- **ASSIGNED TASK**
The answer must consist of every line from the entries below that contains the word "mark".

- **RECORDS TO PROCESS**
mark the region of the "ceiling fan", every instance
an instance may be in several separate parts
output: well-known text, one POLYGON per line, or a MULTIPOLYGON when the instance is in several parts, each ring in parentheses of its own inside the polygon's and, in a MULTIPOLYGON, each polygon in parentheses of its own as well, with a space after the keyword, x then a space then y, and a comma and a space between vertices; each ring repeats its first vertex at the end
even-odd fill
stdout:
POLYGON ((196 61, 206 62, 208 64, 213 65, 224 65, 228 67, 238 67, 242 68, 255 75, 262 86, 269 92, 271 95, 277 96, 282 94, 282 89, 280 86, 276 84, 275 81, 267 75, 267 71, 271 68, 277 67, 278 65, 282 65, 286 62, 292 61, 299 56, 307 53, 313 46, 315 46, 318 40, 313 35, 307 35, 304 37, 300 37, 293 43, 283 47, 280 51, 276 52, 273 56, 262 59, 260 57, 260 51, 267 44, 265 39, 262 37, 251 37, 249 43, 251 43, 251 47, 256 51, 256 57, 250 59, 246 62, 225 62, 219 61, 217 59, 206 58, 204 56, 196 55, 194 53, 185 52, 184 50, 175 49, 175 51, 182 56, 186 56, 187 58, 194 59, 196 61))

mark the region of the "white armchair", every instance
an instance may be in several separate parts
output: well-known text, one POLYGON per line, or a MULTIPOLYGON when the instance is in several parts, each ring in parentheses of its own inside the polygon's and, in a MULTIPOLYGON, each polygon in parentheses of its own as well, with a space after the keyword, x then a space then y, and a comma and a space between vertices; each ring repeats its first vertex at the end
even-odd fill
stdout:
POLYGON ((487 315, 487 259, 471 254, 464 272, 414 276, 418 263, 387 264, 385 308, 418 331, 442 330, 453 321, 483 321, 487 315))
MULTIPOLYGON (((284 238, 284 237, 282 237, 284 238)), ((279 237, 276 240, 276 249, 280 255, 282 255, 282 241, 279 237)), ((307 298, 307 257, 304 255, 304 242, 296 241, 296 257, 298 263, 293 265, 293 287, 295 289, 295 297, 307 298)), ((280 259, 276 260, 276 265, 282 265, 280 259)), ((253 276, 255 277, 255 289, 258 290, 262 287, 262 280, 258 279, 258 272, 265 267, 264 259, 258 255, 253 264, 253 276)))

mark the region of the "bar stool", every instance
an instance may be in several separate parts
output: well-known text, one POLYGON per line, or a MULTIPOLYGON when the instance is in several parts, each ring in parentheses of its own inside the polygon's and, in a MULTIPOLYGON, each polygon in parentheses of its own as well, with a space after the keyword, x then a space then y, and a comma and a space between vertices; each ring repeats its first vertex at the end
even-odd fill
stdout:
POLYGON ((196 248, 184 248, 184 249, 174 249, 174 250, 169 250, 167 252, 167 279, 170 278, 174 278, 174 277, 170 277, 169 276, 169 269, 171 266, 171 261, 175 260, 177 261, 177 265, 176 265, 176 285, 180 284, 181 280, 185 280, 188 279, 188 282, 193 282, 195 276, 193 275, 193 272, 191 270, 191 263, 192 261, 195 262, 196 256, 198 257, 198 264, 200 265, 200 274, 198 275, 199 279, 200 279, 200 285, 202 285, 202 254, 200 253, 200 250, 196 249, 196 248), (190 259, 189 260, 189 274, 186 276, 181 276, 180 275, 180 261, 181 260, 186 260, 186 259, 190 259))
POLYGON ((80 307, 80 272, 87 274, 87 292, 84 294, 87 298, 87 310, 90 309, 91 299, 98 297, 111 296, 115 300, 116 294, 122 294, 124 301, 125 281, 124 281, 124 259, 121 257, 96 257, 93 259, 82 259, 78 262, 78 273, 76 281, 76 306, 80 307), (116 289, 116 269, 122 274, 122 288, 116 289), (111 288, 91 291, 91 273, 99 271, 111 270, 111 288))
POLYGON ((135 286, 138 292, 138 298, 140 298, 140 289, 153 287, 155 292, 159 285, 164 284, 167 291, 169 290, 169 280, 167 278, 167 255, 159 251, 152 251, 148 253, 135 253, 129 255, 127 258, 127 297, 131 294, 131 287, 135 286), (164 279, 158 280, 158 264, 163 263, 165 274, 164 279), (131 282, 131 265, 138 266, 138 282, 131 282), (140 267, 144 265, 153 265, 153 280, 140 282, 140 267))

* * *

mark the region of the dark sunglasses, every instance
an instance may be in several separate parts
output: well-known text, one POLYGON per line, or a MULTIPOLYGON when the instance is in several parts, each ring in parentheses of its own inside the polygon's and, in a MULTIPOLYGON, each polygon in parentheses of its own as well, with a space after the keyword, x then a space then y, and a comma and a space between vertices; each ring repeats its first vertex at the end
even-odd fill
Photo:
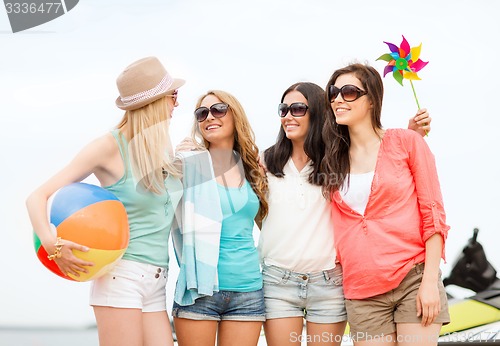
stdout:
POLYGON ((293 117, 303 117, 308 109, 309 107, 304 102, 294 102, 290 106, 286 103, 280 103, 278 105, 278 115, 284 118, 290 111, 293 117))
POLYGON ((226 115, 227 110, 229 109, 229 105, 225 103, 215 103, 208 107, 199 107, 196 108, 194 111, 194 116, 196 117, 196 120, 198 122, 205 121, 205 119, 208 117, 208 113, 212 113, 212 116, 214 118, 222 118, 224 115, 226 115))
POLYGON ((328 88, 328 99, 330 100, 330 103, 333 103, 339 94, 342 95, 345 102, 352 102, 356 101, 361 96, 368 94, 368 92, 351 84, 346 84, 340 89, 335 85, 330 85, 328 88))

- **RESPONSE BOX**
mark the region of the "ceiling fan", every instance
mark the region of the "white armchair", every instance
mark the region of the "bar stool", every instance
mark the region of the dark sunglasses, every instance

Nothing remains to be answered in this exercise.